Problem details: Output, word for word, the lines of this listing that fall between the line with "Target: gold car" and the line with "Target: suzuki cultus car", counting both of those lines, and no others.
===== Task material =====
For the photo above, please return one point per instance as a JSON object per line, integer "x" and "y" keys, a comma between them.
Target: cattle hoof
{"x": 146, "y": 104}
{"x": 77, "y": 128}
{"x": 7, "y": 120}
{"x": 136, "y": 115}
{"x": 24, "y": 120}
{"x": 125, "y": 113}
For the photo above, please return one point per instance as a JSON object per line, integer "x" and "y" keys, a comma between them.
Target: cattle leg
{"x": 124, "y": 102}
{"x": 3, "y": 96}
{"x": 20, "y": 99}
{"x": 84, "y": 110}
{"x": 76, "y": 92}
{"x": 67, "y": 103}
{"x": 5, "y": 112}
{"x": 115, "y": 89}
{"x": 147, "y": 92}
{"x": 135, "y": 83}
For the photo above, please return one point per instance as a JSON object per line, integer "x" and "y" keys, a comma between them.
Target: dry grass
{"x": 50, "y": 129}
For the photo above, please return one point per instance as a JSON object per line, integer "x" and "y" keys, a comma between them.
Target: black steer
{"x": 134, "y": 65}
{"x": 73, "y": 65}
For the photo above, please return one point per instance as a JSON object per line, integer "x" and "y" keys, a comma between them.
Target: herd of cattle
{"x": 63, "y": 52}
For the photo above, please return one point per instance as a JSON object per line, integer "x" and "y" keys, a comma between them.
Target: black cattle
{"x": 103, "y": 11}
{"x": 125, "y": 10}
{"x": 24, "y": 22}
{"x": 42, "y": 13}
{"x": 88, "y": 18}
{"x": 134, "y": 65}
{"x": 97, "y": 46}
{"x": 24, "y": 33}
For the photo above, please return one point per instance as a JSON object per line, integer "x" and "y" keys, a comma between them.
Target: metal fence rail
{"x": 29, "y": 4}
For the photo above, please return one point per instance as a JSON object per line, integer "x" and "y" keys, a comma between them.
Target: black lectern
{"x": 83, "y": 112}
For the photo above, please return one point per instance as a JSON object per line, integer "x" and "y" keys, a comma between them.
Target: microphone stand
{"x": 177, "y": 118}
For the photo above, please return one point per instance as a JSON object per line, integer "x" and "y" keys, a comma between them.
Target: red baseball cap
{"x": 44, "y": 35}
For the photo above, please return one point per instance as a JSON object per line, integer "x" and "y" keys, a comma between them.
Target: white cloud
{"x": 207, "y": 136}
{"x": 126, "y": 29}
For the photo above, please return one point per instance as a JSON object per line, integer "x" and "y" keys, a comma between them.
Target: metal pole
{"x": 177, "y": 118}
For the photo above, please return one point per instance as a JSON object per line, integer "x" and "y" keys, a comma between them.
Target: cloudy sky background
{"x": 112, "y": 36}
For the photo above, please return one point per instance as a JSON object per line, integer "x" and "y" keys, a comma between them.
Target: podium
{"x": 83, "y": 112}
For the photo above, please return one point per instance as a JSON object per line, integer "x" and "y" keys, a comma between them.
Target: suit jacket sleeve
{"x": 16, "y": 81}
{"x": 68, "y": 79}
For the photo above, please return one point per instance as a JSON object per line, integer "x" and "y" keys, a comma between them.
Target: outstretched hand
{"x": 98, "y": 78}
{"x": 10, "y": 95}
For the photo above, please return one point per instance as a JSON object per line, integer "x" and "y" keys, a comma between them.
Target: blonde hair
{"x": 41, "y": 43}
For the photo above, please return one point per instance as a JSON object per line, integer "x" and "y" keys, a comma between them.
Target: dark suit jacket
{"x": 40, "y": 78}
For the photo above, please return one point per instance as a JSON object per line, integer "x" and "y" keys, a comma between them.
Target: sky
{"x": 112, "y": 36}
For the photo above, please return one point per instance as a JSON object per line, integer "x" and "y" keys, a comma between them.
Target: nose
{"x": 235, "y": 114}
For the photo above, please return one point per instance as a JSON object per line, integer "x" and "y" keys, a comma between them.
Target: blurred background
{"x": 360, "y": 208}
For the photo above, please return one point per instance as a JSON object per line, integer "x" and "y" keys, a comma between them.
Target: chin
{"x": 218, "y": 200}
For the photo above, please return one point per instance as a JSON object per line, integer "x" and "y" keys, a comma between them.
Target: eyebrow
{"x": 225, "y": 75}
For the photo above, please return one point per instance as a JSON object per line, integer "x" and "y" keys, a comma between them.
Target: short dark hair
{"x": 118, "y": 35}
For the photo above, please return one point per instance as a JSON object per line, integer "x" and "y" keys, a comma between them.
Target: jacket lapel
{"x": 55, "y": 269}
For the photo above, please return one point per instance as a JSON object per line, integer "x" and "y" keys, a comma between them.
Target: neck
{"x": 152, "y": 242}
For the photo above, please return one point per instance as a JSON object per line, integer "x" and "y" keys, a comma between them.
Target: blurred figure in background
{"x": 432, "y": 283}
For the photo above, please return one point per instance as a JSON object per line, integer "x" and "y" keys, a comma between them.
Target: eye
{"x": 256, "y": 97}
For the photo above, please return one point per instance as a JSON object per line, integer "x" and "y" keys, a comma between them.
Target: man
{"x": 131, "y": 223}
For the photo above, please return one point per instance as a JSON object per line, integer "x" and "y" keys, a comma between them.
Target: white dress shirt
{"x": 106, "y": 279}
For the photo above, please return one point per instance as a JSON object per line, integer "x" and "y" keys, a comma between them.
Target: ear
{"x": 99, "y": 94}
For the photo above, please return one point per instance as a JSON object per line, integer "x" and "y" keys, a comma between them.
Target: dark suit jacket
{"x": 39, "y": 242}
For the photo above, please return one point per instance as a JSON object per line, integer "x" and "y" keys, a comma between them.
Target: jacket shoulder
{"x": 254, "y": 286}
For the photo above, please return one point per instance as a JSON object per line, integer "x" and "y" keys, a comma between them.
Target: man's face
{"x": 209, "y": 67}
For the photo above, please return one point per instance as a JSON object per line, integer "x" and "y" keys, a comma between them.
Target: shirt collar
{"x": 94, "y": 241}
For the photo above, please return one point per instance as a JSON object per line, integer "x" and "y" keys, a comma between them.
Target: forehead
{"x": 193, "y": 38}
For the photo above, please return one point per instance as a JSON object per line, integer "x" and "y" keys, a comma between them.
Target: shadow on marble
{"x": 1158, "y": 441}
=====
===== Task material =====
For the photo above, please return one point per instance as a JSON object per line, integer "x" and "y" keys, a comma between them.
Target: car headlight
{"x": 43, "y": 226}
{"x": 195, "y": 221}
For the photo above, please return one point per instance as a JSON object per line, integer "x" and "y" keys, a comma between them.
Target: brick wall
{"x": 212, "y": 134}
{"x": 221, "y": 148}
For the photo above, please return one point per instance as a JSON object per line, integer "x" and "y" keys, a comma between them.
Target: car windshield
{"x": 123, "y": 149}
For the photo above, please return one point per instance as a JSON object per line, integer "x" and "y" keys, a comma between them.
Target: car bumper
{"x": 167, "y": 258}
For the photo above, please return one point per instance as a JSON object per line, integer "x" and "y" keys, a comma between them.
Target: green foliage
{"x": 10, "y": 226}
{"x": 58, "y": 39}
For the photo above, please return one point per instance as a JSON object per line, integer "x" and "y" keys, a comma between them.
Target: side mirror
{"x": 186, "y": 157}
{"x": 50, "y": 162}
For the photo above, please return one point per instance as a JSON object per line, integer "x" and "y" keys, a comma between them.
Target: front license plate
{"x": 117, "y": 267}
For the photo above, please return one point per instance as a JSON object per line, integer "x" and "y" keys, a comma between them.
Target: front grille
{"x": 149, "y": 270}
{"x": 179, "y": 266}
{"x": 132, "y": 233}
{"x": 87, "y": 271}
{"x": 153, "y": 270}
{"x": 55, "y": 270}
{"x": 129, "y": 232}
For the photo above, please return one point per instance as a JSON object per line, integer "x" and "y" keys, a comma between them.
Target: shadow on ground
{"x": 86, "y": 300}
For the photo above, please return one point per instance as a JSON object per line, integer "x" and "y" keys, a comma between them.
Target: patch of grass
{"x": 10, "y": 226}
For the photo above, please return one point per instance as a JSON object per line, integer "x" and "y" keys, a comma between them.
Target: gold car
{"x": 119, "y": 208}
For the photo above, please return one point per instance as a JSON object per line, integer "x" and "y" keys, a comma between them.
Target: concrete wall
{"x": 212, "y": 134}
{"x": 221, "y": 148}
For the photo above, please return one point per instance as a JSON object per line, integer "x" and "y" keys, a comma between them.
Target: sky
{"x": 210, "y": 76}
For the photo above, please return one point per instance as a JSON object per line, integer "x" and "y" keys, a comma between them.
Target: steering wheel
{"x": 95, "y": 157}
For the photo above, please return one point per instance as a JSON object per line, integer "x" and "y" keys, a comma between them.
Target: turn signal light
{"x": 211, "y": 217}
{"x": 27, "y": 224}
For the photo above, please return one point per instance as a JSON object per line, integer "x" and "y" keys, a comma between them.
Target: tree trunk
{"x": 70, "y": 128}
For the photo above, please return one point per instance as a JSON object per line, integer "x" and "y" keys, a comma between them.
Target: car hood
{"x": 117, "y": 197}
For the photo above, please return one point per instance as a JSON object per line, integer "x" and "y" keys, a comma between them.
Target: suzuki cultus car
=====
===== Task material =====
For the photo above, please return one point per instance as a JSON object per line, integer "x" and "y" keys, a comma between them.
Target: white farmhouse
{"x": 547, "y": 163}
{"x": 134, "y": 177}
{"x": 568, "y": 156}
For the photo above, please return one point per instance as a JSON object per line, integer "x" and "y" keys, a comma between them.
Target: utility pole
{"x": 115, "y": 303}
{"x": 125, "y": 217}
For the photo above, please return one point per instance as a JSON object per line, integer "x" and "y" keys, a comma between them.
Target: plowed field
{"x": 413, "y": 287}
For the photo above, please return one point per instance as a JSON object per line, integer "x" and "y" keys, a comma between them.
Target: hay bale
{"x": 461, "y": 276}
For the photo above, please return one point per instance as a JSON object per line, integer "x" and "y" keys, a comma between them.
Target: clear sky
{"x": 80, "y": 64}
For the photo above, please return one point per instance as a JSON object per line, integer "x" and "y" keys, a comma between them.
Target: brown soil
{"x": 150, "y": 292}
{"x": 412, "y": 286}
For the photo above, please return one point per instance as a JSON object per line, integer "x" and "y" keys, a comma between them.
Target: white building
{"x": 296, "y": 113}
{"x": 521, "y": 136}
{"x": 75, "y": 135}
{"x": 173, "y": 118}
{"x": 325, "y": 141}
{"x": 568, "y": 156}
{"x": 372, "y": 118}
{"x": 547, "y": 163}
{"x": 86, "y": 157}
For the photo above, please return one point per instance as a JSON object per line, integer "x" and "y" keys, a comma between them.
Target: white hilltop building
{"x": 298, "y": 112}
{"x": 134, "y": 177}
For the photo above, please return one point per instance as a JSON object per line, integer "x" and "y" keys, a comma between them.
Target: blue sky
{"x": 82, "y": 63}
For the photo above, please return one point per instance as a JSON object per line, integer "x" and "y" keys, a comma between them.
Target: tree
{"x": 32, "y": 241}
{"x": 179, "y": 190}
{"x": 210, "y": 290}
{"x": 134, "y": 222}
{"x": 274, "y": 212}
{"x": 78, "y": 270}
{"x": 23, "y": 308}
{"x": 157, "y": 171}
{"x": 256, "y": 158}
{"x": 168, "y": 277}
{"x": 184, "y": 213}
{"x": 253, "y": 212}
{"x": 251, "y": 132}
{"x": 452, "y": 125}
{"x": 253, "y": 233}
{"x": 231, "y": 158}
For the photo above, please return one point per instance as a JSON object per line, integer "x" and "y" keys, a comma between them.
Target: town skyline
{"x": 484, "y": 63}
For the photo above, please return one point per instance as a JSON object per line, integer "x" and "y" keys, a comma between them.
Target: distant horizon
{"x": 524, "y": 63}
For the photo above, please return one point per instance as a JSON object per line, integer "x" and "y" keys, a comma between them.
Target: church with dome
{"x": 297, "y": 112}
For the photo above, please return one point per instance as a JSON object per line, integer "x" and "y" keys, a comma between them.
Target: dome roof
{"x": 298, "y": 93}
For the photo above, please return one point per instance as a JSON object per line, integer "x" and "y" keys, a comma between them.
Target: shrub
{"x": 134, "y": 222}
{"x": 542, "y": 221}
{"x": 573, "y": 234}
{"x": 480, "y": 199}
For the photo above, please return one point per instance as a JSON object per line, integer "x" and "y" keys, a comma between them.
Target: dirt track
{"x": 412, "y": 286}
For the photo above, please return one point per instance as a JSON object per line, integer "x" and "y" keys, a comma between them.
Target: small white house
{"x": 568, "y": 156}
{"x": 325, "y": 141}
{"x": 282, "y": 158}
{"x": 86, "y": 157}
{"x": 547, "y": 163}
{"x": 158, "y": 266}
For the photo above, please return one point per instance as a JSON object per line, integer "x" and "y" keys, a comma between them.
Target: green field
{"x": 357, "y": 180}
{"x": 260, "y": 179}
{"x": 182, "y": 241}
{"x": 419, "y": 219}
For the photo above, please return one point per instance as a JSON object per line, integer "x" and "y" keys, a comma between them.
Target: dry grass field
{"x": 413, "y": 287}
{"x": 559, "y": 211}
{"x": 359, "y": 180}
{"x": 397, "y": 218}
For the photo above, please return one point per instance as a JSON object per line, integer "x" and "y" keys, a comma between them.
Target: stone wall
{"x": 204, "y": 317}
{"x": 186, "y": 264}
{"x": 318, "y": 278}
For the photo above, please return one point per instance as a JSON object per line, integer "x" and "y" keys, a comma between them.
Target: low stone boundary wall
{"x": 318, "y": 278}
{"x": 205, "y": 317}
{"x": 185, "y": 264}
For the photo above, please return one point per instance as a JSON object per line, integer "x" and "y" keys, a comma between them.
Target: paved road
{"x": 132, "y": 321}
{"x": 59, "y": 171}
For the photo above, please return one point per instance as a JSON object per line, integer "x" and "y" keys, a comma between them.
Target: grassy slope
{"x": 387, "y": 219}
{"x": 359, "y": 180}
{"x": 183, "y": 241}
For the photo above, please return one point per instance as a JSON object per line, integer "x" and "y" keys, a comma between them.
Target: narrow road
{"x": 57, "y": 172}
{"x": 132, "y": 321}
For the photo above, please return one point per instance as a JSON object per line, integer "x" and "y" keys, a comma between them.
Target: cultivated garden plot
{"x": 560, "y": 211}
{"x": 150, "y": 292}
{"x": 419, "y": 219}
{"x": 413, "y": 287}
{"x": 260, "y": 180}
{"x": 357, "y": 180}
=====
Task result:
Target: gold car
{"x": 119, "y": 208}
For the photo above, please return one point per instance as a JSON object per line, integer "x" and "y" keys, a comma between them.
Target: concrete wall
{"x": 212, "y": 134}
{"x": 221, "y": 148}
For the photo above, please return one point per instance as a JSON object per line, integer "x" and "y" keys, a comma between them.
Target: sky
{"x": 210, "y": 76}
For the photo above, please return one point per instance as a JSON object per line, integer "x" and "y" keys, a comma between them.
Target: steering wheel
{"x": 95, "y": 157}
For the photo above, please return one point per instance as a JSON object per line, integer "x" and "y" keys, a comma between them.
Target: turn signal light
{"x": 211, "y": 217}
{"x": 27, "y": 224}
For the photo above, please return one point per instance as a JSON object per line, integer "x" and "y" keys, a comma between them.
Target: tree trunk
{"x": 70, "y": 128}
For the photo above, please return one point per instance as a JSON object per line, integer "x" and "y" keys, a comma between them.
Target: car hood
{"x": 117, "y": 197}
For the photo above, please return one point per instance as a JSON object per line, integer "x" and "y" keys, a comma between them.
Target: suzuki cultus car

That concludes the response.